◆ **SHORT EXERCISE**: Copy every line of the records below verbatim, omitting the pictures.

◆ **DATASET EXCERPTS**:
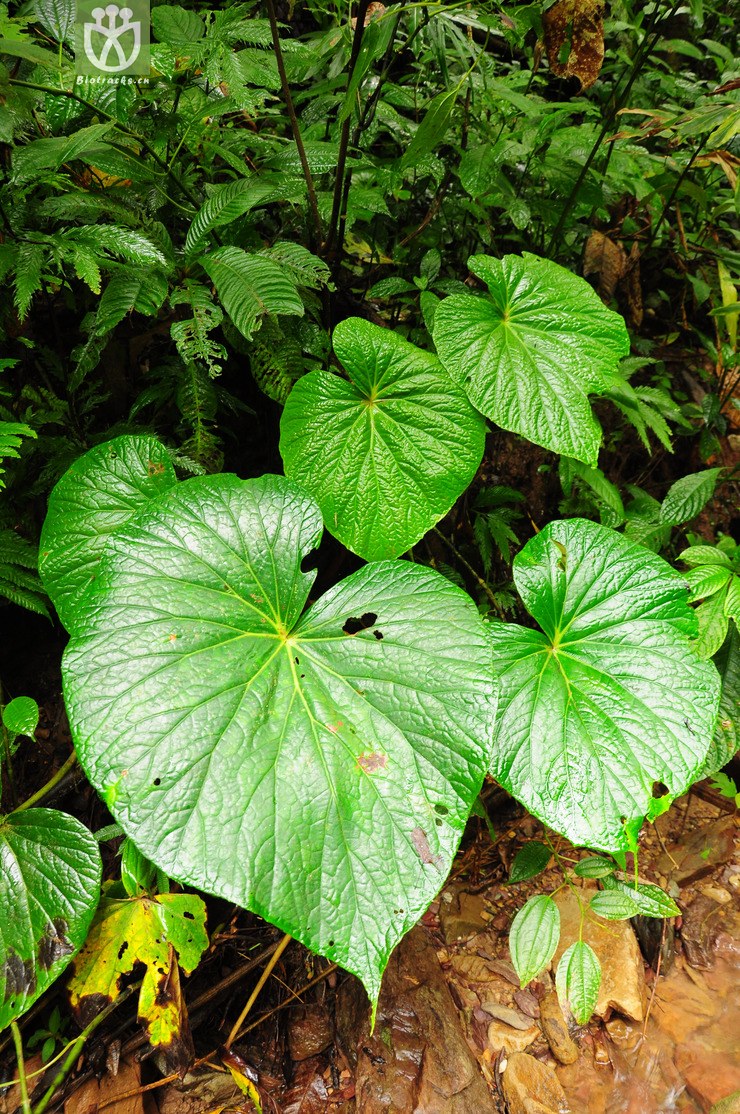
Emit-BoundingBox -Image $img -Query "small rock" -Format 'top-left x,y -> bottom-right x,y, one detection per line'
439,890 -> 490,944
288,1006 -> 334,1063
539,990 -> 578,1064
480,998 -> 532,1030
675,1044 -> 740,1112
553,887 -> 644,1022
488,1020 -> 542,1054
502,1053 -> 569,1114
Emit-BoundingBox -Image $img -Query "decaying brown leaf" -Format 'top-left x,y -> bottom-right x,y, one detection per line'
543,0 -> 604,89
583,228 -> 627,302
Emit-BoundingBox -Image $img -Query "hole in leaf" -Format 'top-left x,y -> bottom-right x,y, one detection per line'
342,612 -> 378,634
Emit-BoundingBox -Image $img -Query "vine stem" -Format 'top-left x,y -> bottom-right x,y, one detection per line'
10,1022 -> 31,1114
267,0 -> 323,244
14,751 -> 77,812
224,932 -> 293,1049
324,0 -> 370,255
30,979 -> 142,1114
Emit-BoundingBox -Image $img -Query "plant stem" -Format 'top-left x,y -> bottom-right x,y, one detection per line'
14,751 -> 77,812
31,979 -> 142,1114
10,1022 -> 31,1114
224,932 -> 293,1048
267,0 -> 323,246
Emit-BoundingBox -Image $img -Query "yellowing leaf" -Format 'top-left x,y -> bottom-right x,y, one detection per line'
69,893 -> 208,1071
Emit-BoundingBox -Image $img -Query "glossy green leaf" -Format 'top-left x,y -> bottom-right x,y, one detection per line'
0,809 -> 101,1029
490,519 -> 719,851
280,317 -> 486,560
509,893 -> 561,987
702,623 -> 740,776
64,476 -> 496,999
555,940 -> 601,1025
2,696 -> 39,739
573,854 -> 616,878
509,839 -> 553,885
434,253 -> 630,466
588,876 -> 640,920
201,246 -> 303,341
661,468 -> 722,526
39,434 -> 177,631
603,877 -> 681,917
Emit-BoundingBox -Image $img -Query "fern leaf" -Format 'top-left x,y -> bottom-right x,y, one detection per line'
169,282 -> 226,377
185,175 -> 303,256
255,241 -> 334,290
202,247 -> 303,340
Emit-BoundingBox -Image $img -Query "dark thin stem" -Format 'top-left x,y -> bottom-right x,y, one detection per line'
10,1022 -> 31,1114
10,78 -> 201,209
547,0 -> 682,256
267,0 -> 322,246
324,0 -> 370,255
14,751 -> 77,812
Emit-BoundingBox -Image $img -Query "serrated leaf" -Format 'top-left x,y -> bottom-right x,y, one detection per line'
201,247 -> 303,341
684,565 -> 732,604
588,891 -> 640,920
573,854 -> 616,878
509,893 -> 561,987
0,809 -> 101,1029
152,4 -> 205,47
661,468 -> 722,526
490,519 -> 719,851
280,317 -> 485,560
39,434 -> 176,631
702,623 -> 740,776
2,696 -> 39,739
508,839 -> 553,886
183,177 -> 301,257
603,877 -> 681,917
64,475 -> 496,999
434,253 -> 630,466
69,893 -> 208,1071
555,940 -> 601,1025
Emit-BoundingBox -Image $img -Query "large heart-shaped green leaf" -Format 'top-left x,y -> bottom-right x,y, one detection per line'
39,434 -> 177,631
434,253 -> 630,466
280,317 -> 486,560
64,476 -> 496,998
490,519 -> 719,851
0,809 -> 101,1029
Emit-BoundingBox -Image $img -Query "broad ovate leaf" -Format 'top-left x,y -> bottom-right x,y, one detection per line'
555,940 -> 601,1025
69,893 -> 208,1071
490,519 -> 719,851
39,434 -> 177,631
64,476 -> 496,999
434,253 -> 630,467
509,893 -> 561,987
280,317 -> 486,560
0,809 -> 101,1029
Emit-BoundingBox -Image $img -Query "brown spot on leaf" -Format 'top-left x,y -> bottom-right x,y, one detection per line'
543,0 -> 604,89
357,752 -> 388,773
0,950 -> 36,1001
342,612 -> 378,634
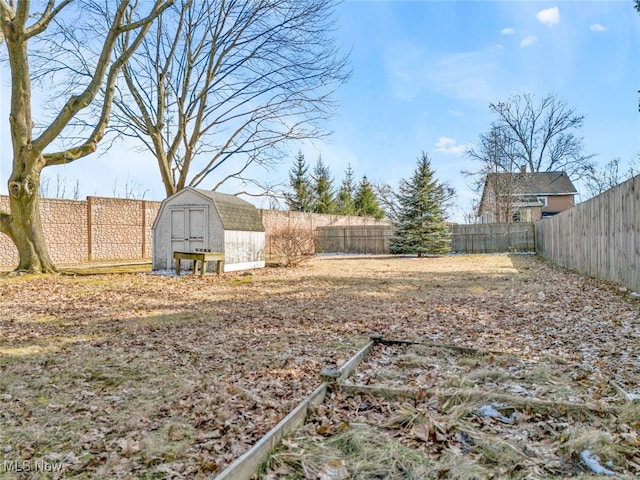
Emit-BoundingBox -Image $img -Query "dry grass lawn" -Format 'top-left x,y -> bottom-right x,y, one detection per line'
0,255 -> 640,479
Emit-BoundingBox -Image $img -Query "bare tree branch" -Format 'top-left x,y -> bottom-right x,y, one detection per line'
114,0 -> 349,195
25,0 -> 73,38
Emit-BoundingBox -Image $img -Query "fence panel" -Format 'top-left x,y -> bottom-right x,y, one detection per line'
536,175 -> 640,291
449,223 -> 536,253
316,225 -> 393,254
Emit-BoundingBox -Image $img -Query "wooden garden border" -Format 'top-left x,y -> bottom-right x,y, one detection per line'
215,334 -> 637,480
216,335 -> 382,480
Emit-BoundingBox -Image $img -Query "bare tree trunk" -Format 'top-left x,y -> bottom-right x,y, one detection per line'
0,0 -> 174,273
2,172 -> 56,273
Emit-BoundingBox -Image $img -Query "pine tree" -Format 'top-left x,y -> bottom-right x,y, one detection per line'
336,164 -> 356,215
353,175 -> 384,218
312,157 -> 335,213
391,152 -> 453,257
285,151 -> 313,212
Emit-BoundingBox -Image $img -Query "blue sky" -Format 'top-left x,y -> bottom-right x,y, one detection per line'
0,0 -> 640,221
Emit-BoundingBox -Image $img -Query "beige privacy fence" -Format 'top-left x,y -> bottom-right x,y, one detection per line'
0,195 -> 389,268
536,175 -> 640,291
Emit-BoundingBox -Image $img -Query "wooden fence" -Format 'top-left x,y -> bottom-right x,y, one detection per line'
449,223 -> 536,253
316,223 -> 535,254
316,225 -> 393,254
536,175 -> 640,291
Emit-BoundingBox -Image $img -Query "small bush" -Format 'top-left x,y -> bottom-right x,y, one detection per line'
269,225 -> 316,267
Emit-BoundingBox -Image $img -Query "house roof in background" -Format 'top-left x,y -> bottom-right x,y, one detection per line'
485,172 -> 578,196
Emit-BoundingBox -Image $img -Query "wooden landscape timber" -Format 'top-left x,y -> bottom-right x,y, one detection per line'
255,334 -> 638,480
216,335 -> 378,480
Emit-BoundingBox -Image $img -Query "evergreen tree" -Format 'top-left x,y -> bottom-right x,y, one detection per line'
353,175 -> 384,218
312,157 -> 335,213
285,151 -> 313,212
391,152 -> 453,257
336,164 -> 356,215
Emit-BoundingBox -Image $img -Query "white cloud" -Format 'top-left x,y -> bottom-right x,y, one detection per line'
435,137 -> 471,155
536,7 -> 560,26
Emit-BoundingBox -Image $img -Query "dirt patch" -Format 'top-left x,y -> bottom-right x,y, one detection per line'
0,255 -> 640,479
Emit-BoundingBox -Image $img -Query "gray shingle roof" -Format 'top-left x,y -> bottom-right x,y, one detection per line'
194,188 -> 265,232
490,172 -> 578,196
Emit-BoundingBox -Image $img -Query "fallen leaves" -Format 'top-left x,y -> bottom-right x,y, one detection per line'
0,255 -> 640,478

◆ **TASK OUTPUT**:
Emit-BoundingBox -Image $img -Query "small rock" -Format 'top-left x,y -> bottom-right x,y, one detection per line'
439,890 -> 490,944
288,1006 -> 334,1063
539,990 -> 578,1064
480,998 -> 532,1030
675,1044 -> 740,1112
553,887 -> 644,1022
488,1020 -> 542,1054
502,1053 -> 569,1114
Emit-BoundingBox -Image $img -Query "decaying brown leaf" -Format 'top-left x,y -> bottom-right x,y, one detection per line'
543,0 -> 604,89
583,228 -> 627,302
Emit-BoundingBox -Image $img -Query "hole in leaf" -Format 'top-left x,y -> bottom-right x,y, one detection per line'
342,612 -> 378,634
Emit-BoundingBox -Image $img -Query "vine stem" -Format 'top-left x,y -> bottom-right x,y, one detection per line'
10,1022 -> 31,1114
267,0 -> 323,244
14,751 -> 77,812
224,932 -> 293,1049
324,0 -> 370,255
30,979 -> 142,1114
Emit-BoundingBox -Image $img -Query "plant stem" -Format 'top-left x,y -> bottom-right x,y, one detection per line'
14,751 -> 77,812
31,979 -> 142,1114
10,1022 -> 31,1114
224,932 -> 293,1048
267,0 -> 323,246
Emit-BoundingBox -Image $img -Query "yellowing leaf" -Format 'top-left x,y -> bottom-right x,y, one detection per line'
69,893 -> 208,1071
Emit-BoundingBox -Image $img -Query "glossy green leaf" -Format 'top-left x,y -> bottom-right x,y, one detection per line'
0,809 -> 101,1029
490,519 -> 719,851
280,317 -> 486,560
509,893 -> 561,987
702,623 -> 740,776
64,476 -> 496,999
555,940 -> 601,1025
2,696 -> 39,739
573,854 -> 616,878
509,839 -> 553,885
434,253 -> 630,466
588,876 -> 640,920
201,246 -> 303,341
661,468 -> 722,526
39,434 -> 177,631
603,877 -> 681,917
Emit-BoundingBox -Image $img -Query "fern leaf" -Format 'top-left x,y -> bottom-right x,y, one detection per line'
169,282 -> 226,377
185,175 -> 303,256
255,241 -> 334,290
202,247 -> 303,340
Emit-BoundingBox -Image $img -Query "dark thin stem" -Format 'top-left x,y -> bottom-right x,y, one detection per line'
10,1022 -> 31,1114
10,78 -> 201,209
547,0 -> 682,256
267,0 -> 322,246
324,0 -> 370,255
14,751 -> 77,812
Emit-BoundingBox -Image $img -Query "serrated leaf" -Format 'top-left x,y -> bottom-right x,y, one detection per line'
201,247 -> 303,341
684,565 -> 732,604
588,891 -> 640,920
573,854 -> 616,878
509,893 -> 561,987
0,809 -> 101,1029
152,4 -> 205,47
661,468 -> 722,526
490,519 -> 719,851
280,317 -> 485,560
39,434 -> 176,631
702,623 -> 740,776
2,696 -> 39,739
508,839 -> 553,886
183,177 -> 301,257
603,877 -> 681,917
64,475 -> 496,999
434,253 -> 630,466
69,893 -> 208,1071
555,940 -> 601,1025
Emit-BoundingBox -Image $img -Query "large heart-shaped green leaf" -Format 'top-left x,y -> bottom-right x,y, one detection per line'
39,434 -> 177,631
434,253 -> 630,466
280,317 -> 486,560
64,476 -> 496,998
490,519 -> 719,851
0,809 -> 101,1029
Emit-BoundingBox -Image $img -Query "broad ovate leaf" -Format 'top-left x,y -> bottom-right x,y, one detection per line'
555,940 -> 601,1025
69,893 -> 208,1071
490,519 -> 719,851
39,434 -> 177,631
64,476 -> 496,999
434,253 -> 630,467
509,893 -> 561,987
280,317 -> 486,560
0,809 -> 101,1029
Emit-BoundingBox -Image $img -Query "brown spot on leaf" -Format 'top-left x,y -> bottom-right x,y, one detection per line'
543,0 -> 604,89
357,752 -> 388,773
0,950 -> 36,1001
342,612 -> 378,634
Emit-BoundingBox -Image $img -Query "dry grass lawn" -Format 'top-left x,y -> bottom-right x,y, one detection per line'
0,255 -> 640,479
Emit-BoundingBox -Image $img -Query "bare tree branch" -Format 'top-left x,y -> bottom-right x,y, one detection per line'
114,0 -> 349,195
25,0 -> 73,38
Emit-BoundingBox -Image $img -Query "fence panel" -Format 'top-left x,y -> bottom-right x,y, one detection per line'
536,175 -> 640,291
449,223 -> 536,253
316,225 -> 393,254
Emit-BoundingBox -Image $img -Query "wooden garden border" -Format 'top-left x,y -> bottom-right x,y, one detection per line'
215,334 -> 637,480
216,335 -> 382,480
Emit-BoundingBox -Image $img -Query "bare tree trunk" -Format 'top-left x,y -> bottom-right x,y, one detection per line'
0,0 -> 174,273
2,172 -> 56,273
Emit-BoundingBox -Image $img -Query "pine tree" -Format 'top-left x,y -> bottom-right x,y, one detection per line'
336,164 -> 356,215
353,175 -> 384,218
312,157 -> 335,213
391,152 -> 453,257
285,151 -> 313,212
Emit-BoundingBox -Image $img -Query "blue sky" -Format 'top-left x,y -> bottom-right x,y, one detection per line'
0,0 -> 640,221
Emit-BoundingBox -Image $img -Query "beige privacy fence" -Format 'top-left x,y -> bottom-right x,y, one detection per line'
0,195 -> 389,268
536,175 -> 640,291
Emit-BoundingBox -Image $img -Query "wooden fence" -Format 'top-left x,y -> bottom-right x,y, one detection per line'
449,223 -> 536,253
316,223 -> 535,254
316,225 -> 393,254
536,175 -> 640,291
Emit-BoundingBox -Image $img -Query "small bush" -Format 'top-left x,y -> bottom-right x,y, one detection per line'
269,225 -> 316,267
Emit-BoundingBox -Image $img -Query "house roof in background" -Format 'top-left x,y -> bottom-right x,y, one detection per line'
485,172 -> 578,196
Emit-BoundingBox -Image $img -Query "wooden landscape timber" -Format 'top-left x,y -> bottom-right x,y, one detection per line'
255,334 -> 638,480
216,335 -> 378,480
Emit-BoundingBox -Image $img -Query "evergreen tree" -Format 'top-left x,y -> bottom-right x,y, one detection per line'
353,175 -> 384,218
312,157 -> 335,213
285,151 -> 313,212
391,152 -> 453,257
336,164 -> 356,215
Emit-BoundingBox -Image $img -Query "white cloud" -Format 'top-left x,y -> bottom-right x,y, one detection per line'
435,137 -> 471,155
536,7 -> 560,26
Emit-BoundingBox -Image $img -Query "dirt patch" -Format 'top-left x,y -> bottom-right x,y, one detection per line'
0,255 -> 640,479
Emit-BoundingBox -Image $img -Query "gray shingle roof" -Format 'top-left x,y -> bottom-right x,y, one detection per line'
194,188 -> 265,232
490,172 -> 578,196
Emit-BoundingBox -Image $img -Query "fallen leaves" -Format 'top-left x,y -> bottom-right x,y, one detection per line'
0,255 -> 640,478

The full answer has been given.